Excerpt provided:
Faction represented in the Knesset
- 1957–1965: Mapai
- 1965–1968: Rafi
- 1968–1969: Labor Party
- 1969: Alignment

Personal details
- Born: 23 May 1926 Tel Aviv, Mandatory Palestine
- Died: 29 July 2012 (aged 86) Kfar Vitkin, Israel

= Amos Degani =

Israeli politician (1926–2012)

Amos Degani (עמוס דגני; 23 May 1926 – 29 July 2012) was an Israeli politician who served as a member of the Knesset between 1957 and 1969.

==Biography==
Born in Tel Aviv during the Mandate era, Degani was a member of HaNoar HaOved during his youth, becoming a member of its secretariat in 1942. He studied public administration at the Hebrew University of Jerusalem.

Having been a co-ordinator for the Moshav Youth, he became a member of the Moshavim Movement's secretariat, and served as director of its Department of Youth Settlement and Security. He also worked as a trainer for immigrants in moshavim in the Negev desert.

Records:

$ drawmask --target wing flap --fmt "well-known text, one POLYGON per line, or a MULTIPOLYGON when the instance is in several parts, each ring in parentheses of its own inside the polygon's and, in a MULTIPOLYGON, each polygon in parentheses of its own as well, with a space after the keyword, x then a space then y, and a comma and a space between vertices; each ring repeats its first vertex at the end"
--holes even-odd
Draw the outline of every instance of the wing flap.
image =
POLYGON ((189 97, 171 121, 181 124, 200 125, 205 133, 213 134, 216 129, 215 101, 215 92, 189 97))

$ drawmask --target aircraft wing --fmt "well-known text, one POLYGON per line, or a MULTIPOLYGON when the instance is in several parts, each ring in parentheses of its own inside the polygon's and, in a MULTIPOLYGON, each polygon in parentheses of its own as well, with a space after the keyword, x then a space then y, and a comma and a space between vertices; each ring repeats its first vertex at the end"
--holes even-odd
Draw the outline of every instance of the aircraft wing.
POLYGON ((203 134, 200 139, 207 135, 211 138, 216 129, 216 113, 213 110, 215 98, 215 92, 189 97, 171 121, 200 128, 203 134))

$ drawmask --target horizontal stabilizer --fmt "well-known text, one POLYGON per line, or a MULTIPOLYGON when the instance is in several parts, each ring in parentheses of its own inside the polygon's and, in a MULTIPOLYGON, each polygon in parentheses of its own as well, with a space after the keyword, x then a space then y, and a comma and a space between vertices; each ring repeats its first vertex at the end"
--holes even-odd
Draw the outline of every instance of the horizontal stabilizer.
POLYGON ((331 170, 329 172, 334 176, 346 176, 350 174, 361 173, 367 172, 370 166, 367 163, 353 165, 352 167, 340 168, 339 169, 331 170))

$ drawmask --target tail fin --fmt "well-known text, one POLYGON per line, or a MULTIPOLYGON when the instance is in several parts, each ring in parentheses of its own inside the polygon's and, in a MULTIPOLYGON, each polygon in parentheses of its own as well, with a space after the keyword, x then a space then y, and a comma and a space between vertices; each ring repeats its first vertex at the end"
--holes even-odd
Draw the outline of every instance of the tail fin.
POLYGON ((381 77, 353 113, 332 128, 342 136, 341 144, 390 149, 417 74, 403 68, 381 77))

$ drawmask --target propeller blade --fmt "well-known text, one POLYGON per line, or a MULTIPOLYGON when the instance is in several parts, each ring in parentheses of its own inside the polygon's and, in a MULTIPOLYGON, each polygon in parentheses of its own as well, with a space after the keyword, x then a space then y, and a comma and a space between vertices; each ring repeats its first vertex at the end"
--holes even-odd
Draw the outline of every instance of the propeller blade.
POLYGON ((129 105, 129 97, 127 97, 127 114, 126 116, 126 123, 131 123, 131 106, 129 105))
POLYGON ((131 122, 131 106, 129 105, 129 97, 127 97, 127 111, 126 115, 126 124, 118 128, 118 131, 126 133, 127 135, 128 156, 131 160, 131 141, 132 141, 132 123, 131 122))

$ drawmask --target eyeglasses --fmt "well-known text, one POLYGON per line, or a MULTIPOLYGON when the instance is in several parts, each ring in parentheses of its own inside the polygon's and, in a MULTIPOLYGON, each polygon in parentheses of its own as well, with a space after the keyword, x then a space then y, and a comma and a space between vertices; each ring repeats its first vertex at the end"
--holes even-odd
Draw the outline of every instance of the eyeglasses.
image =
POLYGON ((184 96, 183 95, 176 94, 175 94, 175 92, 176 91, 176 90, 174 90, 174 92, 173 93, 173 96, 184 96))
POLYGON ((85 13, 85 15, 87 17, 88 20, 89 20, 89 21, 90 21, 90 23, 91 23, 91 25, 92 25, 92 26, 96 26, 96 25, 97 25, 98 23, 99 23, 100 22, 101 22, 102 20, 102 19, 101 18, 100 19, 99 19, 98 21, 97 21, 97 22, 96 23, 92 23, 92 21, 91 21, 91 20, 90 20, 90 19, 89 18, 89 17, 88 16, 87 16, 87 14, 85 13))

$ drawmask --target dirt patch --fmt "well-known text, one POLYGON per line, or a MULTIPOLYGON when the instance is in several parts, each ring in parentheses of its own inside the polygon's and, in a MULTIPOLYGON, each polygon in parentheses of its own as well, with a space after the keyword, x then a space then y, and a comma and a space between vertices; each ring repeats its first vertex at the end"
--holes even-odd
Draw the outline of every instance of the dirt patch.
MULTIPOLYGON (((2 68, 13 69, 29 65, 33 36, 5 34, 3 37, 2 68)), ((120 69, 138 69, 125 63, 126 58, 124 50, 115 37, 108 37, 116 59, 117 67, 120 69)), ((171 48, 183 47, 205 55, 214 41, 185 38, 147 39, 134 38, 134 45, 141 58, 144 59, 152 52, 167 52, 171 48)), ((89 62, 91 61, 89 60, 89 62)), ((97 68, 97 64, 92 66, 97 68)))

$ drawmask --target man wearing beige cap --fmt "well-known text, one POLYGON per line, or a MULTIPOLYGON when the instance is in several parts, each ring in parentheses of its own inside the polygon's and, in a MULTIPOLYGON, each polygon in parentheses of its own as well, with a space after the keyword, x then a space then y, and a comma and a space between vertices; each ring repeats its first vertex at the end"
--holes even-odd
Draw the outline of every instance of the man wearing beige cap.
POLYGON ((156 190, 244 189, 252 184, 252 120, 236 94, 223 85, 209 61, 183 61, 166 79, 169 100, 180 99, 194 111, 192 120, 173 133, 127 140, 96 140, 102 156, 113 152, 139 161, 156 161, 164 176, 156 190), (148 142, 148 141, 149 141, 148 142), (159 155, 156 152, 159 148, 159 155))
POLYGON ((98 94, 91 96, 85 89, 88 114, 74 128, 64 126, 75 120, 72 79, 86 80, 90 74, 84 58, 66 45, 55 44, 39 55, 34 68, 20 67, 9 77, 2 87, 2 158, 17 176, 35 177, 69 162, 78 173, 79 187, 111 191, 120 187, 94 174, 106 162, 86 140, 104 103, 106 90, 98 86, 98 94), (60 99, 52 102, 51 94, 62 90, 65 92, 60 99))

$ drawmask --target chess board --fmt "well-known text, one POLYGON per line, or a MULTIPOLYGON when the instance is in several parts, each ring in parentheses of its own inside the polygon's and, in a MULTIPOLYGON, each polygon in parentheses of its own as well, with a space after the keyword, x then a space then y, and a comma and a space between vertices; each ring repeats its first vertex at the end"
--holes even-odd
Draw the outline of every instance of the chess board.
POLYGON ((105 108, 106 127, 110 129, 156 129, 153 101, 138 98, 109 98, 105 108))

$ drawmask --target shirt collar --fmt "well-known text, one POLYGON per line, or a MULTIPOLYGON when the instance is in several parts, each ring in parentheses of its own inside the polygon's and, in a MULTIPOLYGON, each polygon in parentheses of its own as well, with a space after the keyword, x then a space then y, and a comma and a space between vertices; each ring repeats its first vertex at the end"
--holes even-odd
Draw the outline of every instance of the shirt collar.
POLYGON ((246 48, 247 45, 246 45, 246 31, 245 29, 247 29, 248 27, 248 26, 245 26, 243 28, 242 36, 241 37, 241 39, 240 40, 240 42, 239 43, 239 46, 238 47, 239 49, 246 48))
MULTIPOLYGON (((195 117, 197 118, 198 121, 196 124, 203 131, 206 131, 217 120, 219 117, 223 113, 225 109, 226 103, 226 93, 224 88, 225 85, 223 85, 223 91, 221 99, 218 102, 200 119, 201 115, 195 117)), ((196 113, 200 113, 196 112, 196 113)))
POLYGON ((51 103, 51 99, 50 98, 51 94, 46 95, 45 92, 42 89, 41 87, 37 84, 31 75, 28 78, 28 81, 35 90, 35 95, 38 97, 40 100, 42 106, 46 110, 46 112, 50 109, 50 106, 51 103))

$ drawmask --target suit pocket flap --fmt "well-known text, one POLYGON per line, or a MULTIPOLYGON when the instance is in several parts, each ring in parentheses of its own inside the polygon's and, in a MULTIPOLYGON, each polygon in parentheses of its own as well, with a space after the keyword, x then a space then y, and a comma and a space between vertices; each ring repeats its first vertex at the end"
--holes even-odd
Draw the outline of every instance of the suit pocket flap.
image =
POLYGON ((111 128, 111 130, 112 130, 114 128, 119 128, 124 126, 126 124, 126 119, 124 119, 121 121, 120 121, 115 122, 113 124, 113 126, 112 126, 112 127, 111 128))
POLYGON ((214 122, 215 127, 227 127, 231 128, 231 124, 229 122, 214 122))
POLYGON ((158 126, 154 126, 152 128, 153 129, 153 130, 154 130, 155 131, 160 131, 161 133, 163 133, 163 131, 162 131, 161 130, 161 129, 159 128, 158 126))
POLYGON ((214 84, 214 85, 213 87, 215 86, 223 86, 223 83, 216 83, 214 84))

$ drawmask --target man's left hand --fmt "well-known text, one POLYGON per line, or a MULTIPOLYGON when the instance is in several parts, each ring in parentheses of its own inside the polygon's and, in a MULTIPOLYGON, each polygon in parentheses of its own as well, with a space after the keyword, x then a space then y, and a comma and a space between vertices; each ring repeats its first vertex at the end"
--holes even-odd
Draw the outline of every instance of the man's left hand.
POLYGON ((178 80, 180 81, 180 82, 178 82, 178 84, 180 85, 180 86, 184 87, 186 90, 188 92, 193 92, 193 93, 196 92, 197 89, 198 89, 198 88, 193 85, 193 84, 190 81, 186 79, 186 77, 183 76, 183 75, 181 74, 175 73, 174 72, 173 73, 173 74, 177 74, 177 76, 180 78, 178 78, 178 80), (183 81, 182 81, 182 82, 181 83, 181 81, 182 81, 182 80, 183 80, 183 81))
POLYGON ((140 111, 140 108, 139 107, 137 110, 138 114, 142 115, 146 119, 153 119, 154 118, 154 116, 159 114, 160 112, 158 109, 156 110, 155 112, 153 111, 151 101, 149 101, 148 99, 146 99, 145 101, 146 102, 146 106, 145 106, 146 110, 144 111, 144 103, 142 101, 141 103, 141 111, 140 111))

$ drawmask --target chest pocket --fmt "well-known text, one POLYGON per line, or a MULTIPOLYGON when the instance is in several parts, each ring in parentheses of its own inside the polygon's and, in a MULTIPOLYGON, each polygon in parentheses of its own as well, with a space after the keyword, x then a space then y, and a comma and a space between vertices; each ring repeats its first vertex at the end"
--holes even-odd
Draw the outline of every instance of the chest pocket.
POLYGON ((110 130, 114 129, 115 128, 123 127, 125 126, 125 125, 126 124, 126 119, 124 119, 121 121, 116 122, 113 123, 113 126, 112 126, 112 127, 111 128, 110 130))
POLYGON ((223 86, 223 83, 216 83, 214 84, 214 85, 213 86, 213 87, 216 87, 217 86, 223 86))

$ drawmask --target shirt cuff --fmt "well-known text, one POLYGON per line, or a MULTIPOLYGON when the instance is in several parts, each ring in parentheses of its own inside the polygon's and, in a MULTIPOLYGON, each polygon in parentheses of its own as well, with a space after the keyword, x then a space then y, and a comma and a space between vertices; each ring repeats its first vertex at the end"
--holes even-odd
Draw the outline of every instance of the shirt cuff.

Exercises to complete:
a: Using the Amos Degani text, answer each question in a few words:
(i) Which faction did Degani represent in the Knesset from 1965 to 1968?
(ii) Where did he die?
(iii) What subject did he study at the Hebrew University of Jerusalem?
b: Turn the paragraph of the Amos Degani text beginning "Having been a co-ordinator" into a bulleted list of the roles it mentions.

Written responses:
a:
(i) Rafi
(ii) Kfar Vitkin, Israel
(iii) Public administration

b:
- Co-ordinator for the Moshav Youth
- Member of the Moshavim Movement's secretariat
- Director of the movement's Department of Youth Settlement and Security
- Trainer for immigrants in moshavim in the Negev desert